• _Task instructions_: A faithful copy of all the entries is required, with no pictures in it.
- - - - -
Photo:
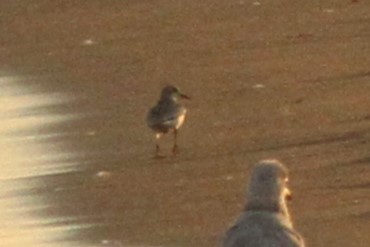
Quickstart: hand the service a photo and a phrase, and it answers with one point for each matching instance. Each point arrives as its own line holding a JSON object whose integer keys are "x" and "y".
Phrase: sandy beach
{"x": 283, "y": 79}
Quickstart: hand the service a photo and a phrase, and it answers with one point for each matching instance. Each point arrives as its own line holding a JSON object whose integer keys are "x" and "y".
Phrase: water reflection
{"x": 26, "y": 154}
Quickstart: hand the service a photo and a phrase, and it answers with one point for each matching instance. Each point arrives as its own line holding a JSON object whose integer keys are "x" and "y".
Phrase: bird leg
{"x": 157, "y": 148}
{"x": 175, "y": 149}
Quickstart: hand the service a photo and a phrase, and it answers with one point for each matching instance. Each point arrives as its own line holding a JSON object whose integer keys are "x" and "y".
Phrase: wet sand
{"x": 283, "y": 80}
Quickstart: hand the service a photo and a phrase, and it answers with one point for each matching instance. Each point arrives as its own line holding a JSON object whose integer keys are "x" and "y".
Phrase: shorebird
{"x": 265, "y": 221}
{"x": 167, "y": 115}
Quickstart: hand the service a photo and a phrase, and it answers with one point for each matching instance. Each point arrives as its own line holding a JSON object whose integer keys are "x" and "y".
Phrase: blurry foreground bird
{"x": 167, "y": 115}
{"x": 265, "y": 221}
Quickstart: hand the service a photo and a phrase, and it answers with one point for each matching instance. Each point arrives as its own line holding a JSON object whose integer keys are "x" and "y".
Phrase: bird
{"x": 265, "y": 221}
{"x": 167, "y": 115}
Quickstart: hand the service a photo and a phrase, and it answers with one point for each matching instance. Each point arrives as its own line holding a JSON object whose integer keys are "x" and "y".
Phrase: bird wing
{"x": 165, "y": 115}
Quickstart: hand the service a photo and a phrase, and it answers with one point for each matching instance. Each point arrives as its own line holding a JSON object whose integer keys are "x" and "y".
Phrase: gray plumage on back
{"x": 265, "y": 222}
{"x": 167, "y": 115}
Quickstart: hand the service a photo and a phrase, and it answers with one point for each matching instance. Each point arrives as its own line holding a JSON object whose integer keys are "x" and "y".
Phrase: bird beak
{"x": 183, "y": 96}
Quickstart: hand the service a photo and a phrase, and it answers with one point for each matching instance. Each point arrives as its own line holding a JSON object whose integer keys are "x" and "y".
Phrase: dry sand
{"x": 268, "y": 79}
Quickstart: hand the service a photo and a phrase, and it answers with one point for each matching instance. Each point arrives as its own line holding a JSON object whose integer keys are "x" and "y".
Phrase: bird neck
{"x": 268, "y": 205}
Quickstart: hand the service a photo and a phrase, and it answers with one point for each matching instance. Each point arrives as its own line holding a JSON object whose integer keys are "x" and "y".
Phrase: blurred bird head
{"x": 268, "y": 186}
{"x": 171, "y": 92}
- - - - -
• _Response area_:
Photo:
Quickstart: hand the service a photo and a phrase, and it answers with one point for each matching instance. Each point arrives as its own line holding a JSON object whose integer keys are "x" and "y".
Phrase: sandy beach
{"x": 283, "y": 79}
Quickstart: hand the service a photo and a phrase, and it answers with one point for each matching instance. Each point arrives as its own line holding a JSON object whose integer keys are "x" and "y".
Phrase: water reflection
{"x": 26, "y": 154}
Quickstart: hand the service a photo and a phrase, and it answers with one point for each matching instance. Each point arrives as its own line holding a JSON object whose integer keys are "x" and "y".
Phrase: bird leg
{"x": 157, "y": 148}
{"x": 175, "y": 149}
Quickstart: hand the service a photo and a phrase, and it answers with one point for each matching instance. Each point arrives as its own line holding a JSON object whose integer keys are "x" and "y".
Phrase: wet sand
{"x": 283, "y": 80}
Quickstart: hand the service a photo and a phrase, and it answers with one point for each matching instance. Each point arrives as its own line holding a JSON object whose integer keys are "x" and "y".
Phrase: shorebird
{"x": 265, "y": 221}
{"x": 167, "y": 115}
Quickstart: hand the service a photo and a phrase, and it answers with one point for each matching instance. Each point arrives as its own line holding a JSON object whose integer keys are "x" and "y".
Phrase: blurry foreground bird
{"x": 167, "y": 115}
{"x": 265, "y": 221}
Quickstart: hand the service a photo and a phrase, and it answers with one point for each matching instance. Each point arrives as its own line holding a JSON object whose integer keys are "x" and "y".
Phrase: bird
{"x": 265, "y": 221}
{"x": 167, "y": 115}
Quickstart: hand the service a photo and a phrase, and it answers with one point for each matching instance. Each point arrives as its own line holding a JSON object whose integer keys are "x" and "y".
Phrase: bird wing
{"x": 165, "y": 115}
Quickstart: hand the service a photo and a phrase, and it answers with one point for each matching instance. Each point arrives as its own line holding a JSON object whose integer keys are "x" and "y".
Phrase: gray plumage on back
{"x": 265, "y": 222}
{"x": 167, "y": 115}
Quickstart: hand the service a photo and a phrase, and it answers with one point for each matching instance. Each point arrives as its own line holding a JSON object whose integer keys are "x" and "y".
Phrase: bird beak
{"x": 183, "y": 96}
Quickstart: hand the service a photo and a phrase, and it answers with one point for each matching instance. Each point arrives as its own line holding a JSON object whose integer keys are "x" and "y".
Phrase: dry sand
{"x": 268, "y": 79}
Quickstart: hand the service a photo and a phrase, and it answers with one point for each matching instance. Each point arrives as its own line holding a JSON object whose integer keys are "x" and "y".
Phrase: bird neck
{"x": 268, "y": 205}
Quickstart: hand the service a photo and a phrase, and it answers with one point for each matching instance. Each point arrives as its own line holding a JSON object whose integer keys are "x" and "y".
Phrase: blurred bird head
{"x": 268, "y": 186}
{"x": 171, "y": 92}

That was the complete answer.